» **Set exercise**:
Count the lines in the records below that contain the word "stone". Reply with that number alone.

Start of Available data

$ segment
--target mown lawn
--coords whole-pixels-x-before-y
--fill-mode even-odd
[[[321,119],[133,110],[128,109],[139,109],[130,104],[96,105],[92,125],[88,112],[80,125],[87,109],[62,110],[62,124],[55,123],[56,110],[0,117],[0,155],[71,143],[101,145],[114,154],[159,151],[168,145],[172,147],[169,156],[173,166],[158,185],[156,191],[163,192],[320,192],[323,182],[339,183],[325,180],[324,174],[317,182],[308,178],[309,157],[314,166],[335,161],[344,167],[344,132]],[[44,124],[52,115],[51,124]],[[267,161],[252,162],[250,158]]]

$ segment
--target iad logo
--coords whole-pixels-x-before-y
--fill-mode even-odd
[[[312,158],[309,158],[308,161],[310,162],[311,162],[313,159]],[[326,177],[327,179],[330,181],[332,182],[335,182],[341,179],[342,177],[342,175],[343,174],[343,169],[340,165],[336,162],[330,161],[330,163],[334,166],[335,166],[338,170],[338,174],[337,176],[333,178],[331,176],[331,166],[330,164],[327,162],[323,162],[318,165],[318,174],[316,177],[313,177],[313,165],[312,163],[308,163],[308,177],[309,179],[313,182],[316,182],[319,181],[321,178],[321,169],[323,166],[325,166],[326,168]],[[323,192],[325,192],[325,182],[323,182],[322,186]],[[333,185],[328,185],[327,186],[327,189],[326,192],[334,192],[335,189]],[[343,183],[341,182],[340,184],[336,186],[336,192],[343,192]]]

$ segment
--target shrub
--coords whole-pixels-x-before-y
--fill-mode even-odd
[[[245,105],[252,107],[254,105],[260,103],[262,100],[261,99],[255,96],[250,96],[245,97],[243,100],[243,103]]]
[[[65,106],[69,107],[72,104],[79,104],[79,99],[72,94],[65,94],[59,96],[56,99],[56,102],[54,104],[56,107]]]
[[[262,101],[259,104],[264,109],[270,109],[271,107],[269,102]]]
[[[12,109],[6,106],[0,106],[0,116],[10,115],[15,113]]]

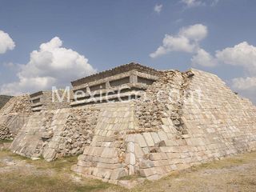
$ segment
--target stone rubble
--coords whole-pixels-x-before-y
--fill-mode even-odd
[[[35,113],[25,98],[23,106],[10,100],[0,110],[0,137],[11,133],[6,115],[29,114],[12,151],[46,161],[80,154],[72,170],[122,185],[125,176],[155,180],[256,150],[256,107],[216,75],[194,69],[162,71],[145,94],[135,100]]]

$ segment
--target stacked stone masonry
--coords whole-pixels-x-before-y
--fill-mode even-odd
[[[74,82],[74,89],[102,83],[101,79],[111,75],[120,79],[119,70]],[[154,180],[173,170],[256,150],[255,106],[216,75],[194,69],[149,68],[148,74],[155,78],[137,99],[35,113],[25,107],[30,117],[11,150],[47,161],[80,154],[74,171],[118,183],[128,175]],[[12,114],[8,110],[20,109],[4,108],[6,114],[0,110],[0,120]]]

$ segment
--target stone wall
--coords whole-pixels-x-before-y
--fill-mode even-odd
[[[137,100],[33,113],[11,150],[47,161],[82,154],[74,171],[118,183],[256,150],[256,107],[249,100],[206,72],[158,75]],[[21,111],[5,111],[14,109]]]
[[[0,110],[0,139],[13,139],[31,112],[29,95],[11,98]]]
[[[158,101],[162,89],[173,94]],[[134,174],[154,180],[256,149],[255,106],[216,75],[165,71],[147,92],[141,100],[102,106],[93,142],[73,170],[115,183]]]
[[[90,145],[97,122],[94,106],[34,113],[14,140],[10,150],[32,158],[52,161],[82,154]]]
[[[70,94],[70,95],[69,95]],[[70,91],[39,91],[30,95],[33,111],[54,110],[70,107]],[[62,100],[59,100],[62,99]]]

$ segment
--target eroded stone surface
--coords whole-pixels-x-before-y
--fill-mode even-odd
[[[256,149],[256,107],[216,75],[158,75],[139,99],[34,113],[10,149],[47,161],[81,154],[74,171],[114,183]]]

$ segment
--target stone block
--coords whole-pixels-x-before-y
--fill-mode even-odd
[[[154,146],[154,142],[151,138],[150,133],[143,133],[143,136],[144,136],[144,138],[145,138],[148,146]]]
[[[142,134],[135,134],[135,142],[138,143],[138,145],[140,146],[140,147],[146,147],[147,146],[144,138]]]
[[[112,171],[110,179],[117,180],[127,175],[127,173],[124,168],[115,169]]]

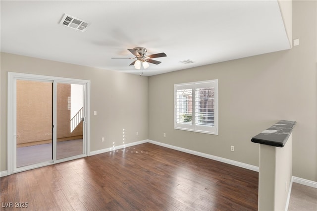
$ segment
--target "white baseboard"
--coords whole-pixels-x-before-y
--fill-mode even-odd
[[[194,151],[187,149],[182,148],[181,147],[176,147],[169,144],[164,144],[153,140],[148,140],[149,143],[156,144],[157,145],[161,146],[162,147],[167,147],[167,148],[172,149],[178,151],[183,152],[184,153],[189,153],[195,156],[200,156],[201,157],[208,158],[209,159],[213,159],[220,162],[224,162],[225,163],[230,164],[230,165],[235,165],[236,166],[241,167],[242,168],[246,168],[255,171],[259,172],[259,167],[254,165],[249,165],[249,164],[244,163],[243,162],[238,162],[237,161],[218,157],[217,156],[212,156],[206,153],[203,153],[199,152]]]
[[[307,186],[312,187],[313,188],[317,188],[317,182],[315,182],[312,180],[309,180],[306,179],[303,179],[302,178],[297,177],[293,176],[292,178],[293,182],[296,183],[301,184],[302,185],[306,185]]]
[[[148,142],[148,140],[145,140],[142,141],[139,141],[135,142],[132,142],[124,145],[115,146],[114,147],[109,147],[108,148],[103,149],[102,150],[96,150],[95,151],[91,152],[89,154],[89,156],[94,156],[95,155],[100,154],[101,153],[106,153],[107,152],[112,151],[113,150],[118,150],[119,149],[124,148],[125,147],[129,147],[134,145],[137,145],[138,144],[144,144],[145,143]]]
[[[8,174],[8,171],[0,171],[0,177],[2,177],[2,176],[7,176],[9,174]]]

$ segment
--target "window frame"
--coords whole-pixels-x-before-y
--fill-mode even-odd
[[[214,122],[213,126],[202,125],[195,122],[196,113],[196,92],[197,88],[213,87],[214,89],[213,105]],[[192,122],[181,123],[177,122],[177,90],[184,89],[192,90]],[[218,79],[208,81],[197,81],[174,85],[174,128],[175,129],[187,130],[199,133],[207,133],[213,135],[218,134]]]

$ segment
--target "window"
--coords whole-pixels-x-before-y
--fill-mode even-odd
[[[174,128],[218,135],[218,80],[174,85]]]

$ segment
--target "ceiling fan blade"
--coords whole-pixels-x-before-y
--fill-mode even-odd
[[[153,59],[147,59],[147,61],[148,62],[152,63],[153,64],[158,64],[161,62],[161,61],[157,61],[156,60]]]
[[[131,66],[131,65],[134,65],[134,63],[135,63],[135,62],[136,62],[136,61],[137,61],[137,60],[136,60],[135,61],[133,61],[132,63],[131,63],[131,64],[129,64],[129,65],[130,65],[130,66]]]
[[[130,58],[130,59],[133,59],[134,58],[135,58],[135,57],[132,58],[131,57],[112,57],[111,58]]]
[[[152,54],[151,55],[147,55],[147,56],[149,56],[151,58],[158,58],[158,57],[164,57],[166,56],[166,54],[165,54],[165,53],[159,53]]]
[[[133,49],[128,49],[130,52],[131,52],[133,55],[137,57],[141,56],[141,55],[138,53],[137,51],[134,50]]]

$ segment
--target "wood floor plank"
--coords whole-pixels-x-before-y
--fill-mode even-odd
[[[252,211],[258,173],[150,143],[1,178],[29,210]],[[12,210],[1,208],[1,210]]]

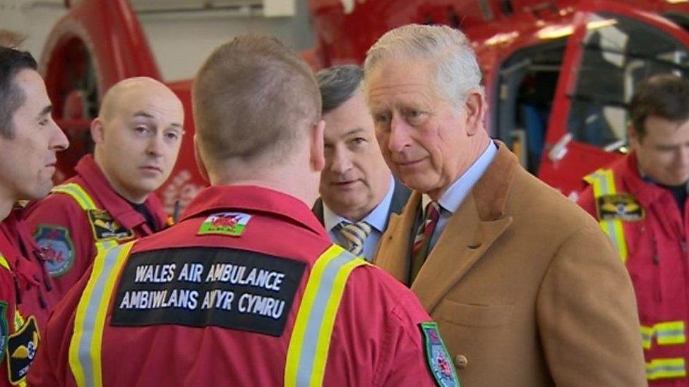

End of Available data

» **Expected output**:
5